═══ Supplied material ═══

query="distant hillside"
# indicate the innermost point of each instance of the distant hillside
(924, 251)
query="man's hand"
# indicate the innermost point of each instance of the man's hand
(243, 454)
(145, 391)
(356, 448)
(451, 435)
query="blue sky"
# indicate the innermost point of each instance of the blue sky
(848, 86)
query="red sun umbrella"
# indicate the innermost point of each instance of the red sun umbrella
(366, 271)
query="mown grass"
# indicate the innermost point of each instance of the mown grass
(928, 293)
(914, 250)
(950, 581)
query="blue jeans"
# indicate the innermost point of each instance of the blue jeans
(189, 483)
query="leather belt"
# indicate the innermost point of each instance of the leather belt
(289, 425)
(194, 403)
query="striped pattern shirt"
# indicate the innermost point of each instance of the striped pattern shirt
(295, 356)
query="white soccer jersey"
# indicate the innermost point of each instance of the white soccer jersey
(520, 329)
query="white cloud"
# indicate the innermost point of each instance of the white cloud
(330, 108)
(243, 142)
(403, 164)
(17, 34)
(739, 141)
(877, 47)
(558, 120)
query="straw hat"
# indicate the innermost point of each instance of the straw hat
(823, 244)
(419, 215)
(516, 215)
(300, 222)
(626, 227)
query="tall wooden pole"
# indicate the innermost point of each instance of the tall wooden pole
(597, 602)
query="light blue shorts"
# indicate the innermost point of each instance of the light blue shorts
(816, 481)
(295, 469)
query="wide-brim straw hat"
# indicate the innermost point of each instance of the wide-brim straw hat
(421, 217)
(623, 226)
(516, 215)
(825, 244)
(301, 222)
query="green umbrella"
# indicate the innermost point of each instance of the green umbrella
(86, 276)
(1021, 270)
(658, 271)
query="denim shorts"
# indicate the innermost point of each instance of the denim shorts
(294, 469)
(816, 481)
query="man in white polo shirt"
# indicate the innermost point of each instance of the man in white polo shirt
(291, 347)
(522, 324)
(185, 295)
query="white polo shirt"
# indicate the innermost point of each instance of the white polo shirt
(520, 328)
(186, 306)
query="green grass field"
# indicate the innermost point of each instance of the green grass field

═══

### Work to complete
Line by line, return the whole listing without a single difference.

### Response to the exercise
query="distant hillside"
# indicate the innermost point of each instance of the distant hillside
(924, 251)
query="man's hand"
# indicate the innermost point of each instance of the man's hand
(243, 454)
(145, 391)
(356, 448)
(451, 435)
query="blue sky"
# indicate the innermost point of each instance of the blue sky
(848, 86)
query="red sun umbrella"
# indicate the innermost point of each instance of the red sun umbrella
(366, 271)
query="mown grass"
# indicate the innermost point of each instance of the mown grass
(928, 293)
(914, 250)
(950, 581)
query="blue jeans"
# indicate the innermost point of each instance of the blue jeans
(189, 483)
query="leather belt"
# indicate the innermost point of each instance of the leather belt
(289, 425)
(194, 403)
query="striped pattern shirt"
# indicate the innermost point of each instance of the striped pattern shirt
(295, 356)
query="white soccer jersey"
# indicate the innermost point of each instance of the white soccer jersey
(520, 329)
query="white cloud"
# indicate the innermost point of each instance of the white cloud
(330, 108)
(243, 142)
(403, 164)
(17, 34)
(739, 141)
(877, 47)
(558, 120)
query="straw hat"
# indicate the innermost point of each instance of the straw hat
(823, 244)
(419, 215)
(516, 215)
(300, 222)
(626, 227)
query="tall wooden pole"
# indicate the innermost point of each instance of the tall wooden pole
(597, 602)
query="light blue shorts"
# indicate the innermost point of each instance of the light blue shorts
(816, 481)
(295, 469)
query="wide-brim straw hat"
# indicate the innermost point of each instance of the wide-brim straw hat
(421, 217)
(623, 226)
(516, 215)
(825, 244)
(301, 222)
query="green umbrella"
# indicate the innermost point of each instance of the green umbrella
(86, 276)
(1021, 270)
(658, 271)
query="denim shorts"
# indicate the innermost point of each instance of the denim shorts
(294, 469)
(816, 481)
query="man in white polo shirt"
# indicate the innermost point of each instance of the man in white polo shirt
(291, 347)
(522, 324)
(185, 295)
query="white polo shirt"
# indicate the innermost point of each instance of the white polo shirt
(520, 328)
(186, 306)
query="green grass field"
# indicate the innermost point of each instance of the green grass field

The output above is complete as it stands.